**Görev listesi:**
1) Seçilen bölümde "Yılmazlık literatürü incelendiğinde" diye başlayan paragrafı ana bilgilerini koruyarak kısa bir madde listesine dönüştürün.
2) Seçilen bölüme göre yılmazlık kelimesi hangi Latince kökten türetilmiştir?

Yılmazlık literatürü incelendiğinde kavramın öncelikle fizik ve mühendislik alanında kullanıldığı görülmektedir (Davoudi, 2013). Nitekim yılmazlık kelimesi Latince sağlam, esnek anlamlarına gelen “resiliens” kökünden türetilmiş olup, bir maddenin esnek olması ve aslına kolayca dönmesini ifade etmektedir (Greene ve Conrad 2012). Yılmazlığın esneklik anlamını sözlük tanımlarında da görmek mümkündür. Örneğin Amerikan Heritage Sözlüğü’nde (2014) yılmazlık “1) bükülüp, sıkıştırılıp ve gerildikten sonra maddenin tekrar orijinal haline dönmesini sağlayan özellik, esneklik, 2) hastalık, değişim ve talihsizliklerden çabucak kurtulma ve kendini toparlama yeteneği, iyileşme” olarak ifade edilmektedir. Oxford Sözlüğü’nde (2014)

“1) bir madde ya da nesnenin eski şekline dönme kabiliyeti, elastiklik, 2) zorlukların üstesinden gelme kapasitesi, dayanıklılık” olarak tanımlanırken, Longman Sözlüğü’nde (2014) de benzer şekilde “1) lastik gibi maddelerin sıkıştırılıp ya da büküldükten sonra tekrar eski haline dönme kabiliyeti, 2) zor bir durum ya da olaydan sonra tekrar güçlü, mutlu ya da başarılı hale gelme kabiliyeti” olarak tanımlanmaktadır. Sözlük tanımlarına bakıldığında yılmazlığın maddelerin esnekliği yanında zorluk ve sıkıntıların üstesinden gelme kabiliyetini ifade etmek üzere kullanıldığı görülmektedir. Yılmazlığın akademik olarak kabul görmüş evrensel bir tanımı olmasa (Windle, 1999) da genellikle yapılan tanımların birbirine benzediği görülmektedir (Daye, 2007). Aşağıda çeşitli yazarların yılmazlık tanımlarına yer verilmiştir.

**Veriler:**

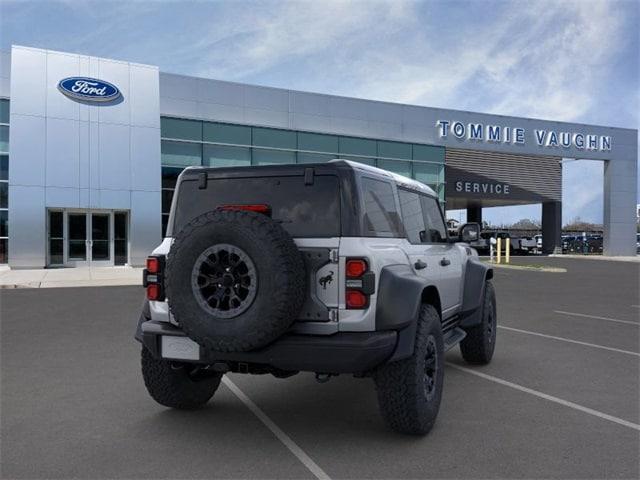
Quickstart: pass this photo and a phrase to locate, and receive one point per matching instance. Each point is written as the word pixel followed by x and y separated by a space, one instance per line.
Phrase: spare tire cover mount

**Görevlerin yanıtları:**
1)
- Yılmazlık kavramı önce fizik ve mühendislik alanında kullanılmıştır (Davoudi, 2013).
- Kelime, Latincede "sağlam, esnek" anlamına gelen "resiliens" kökünden türetilmiştir. Bir maddenin esnek olmasını ve aslına kolayca dönmesini ifade eder (Greene ve Conrad, 2012).
- Amerikan Heritage Sözlüğü (2014) iki anlam verir. Birincisi, maddenin bükülme, sıkıştırılma ya da gerilmeden sonra orijinal haline dönmesi, yani esnekliktir. İkincisi, hastalık, değişim ve talihsizliklerden çabucak kurtulup toparlanma, yani iyileşmedir.
- Oxford Sözlüğü (2014) de iki anlam verir. Birincisi, madde ya da nesnenin eski şekline dönmesi, yani elastikliktir. İkincisi, zorlukların üstesinden gelme kapasitesi, yani dayanıklılıktır.
- Longman Sözlüğü (2014) de iki anlam verir. Birincisi, lastik gibi maddelerin sıkıştırılma ya da bükülmeden sonra eski haline dönmesidir. İkincisi, zor bir durumdan sonra yeniden güçlü, mutlu ya da başarılı hale gelmedir.
- Sözlüklerde yılmazlık hem maddelerin esnekliğini hem de zorlukların üstesinden gelme kabiliyetini anlatır.
- Akademik olarak kabul görmüş evrensel bir tanım yoktur (Windle, 1999). Yine de yapılan tanımlar genellikle birbirine benzer (Daye, 2007).

2) Kelime, "sağlam, esnek" anlamına gelen "resiliens" kökünden türetilmiştir.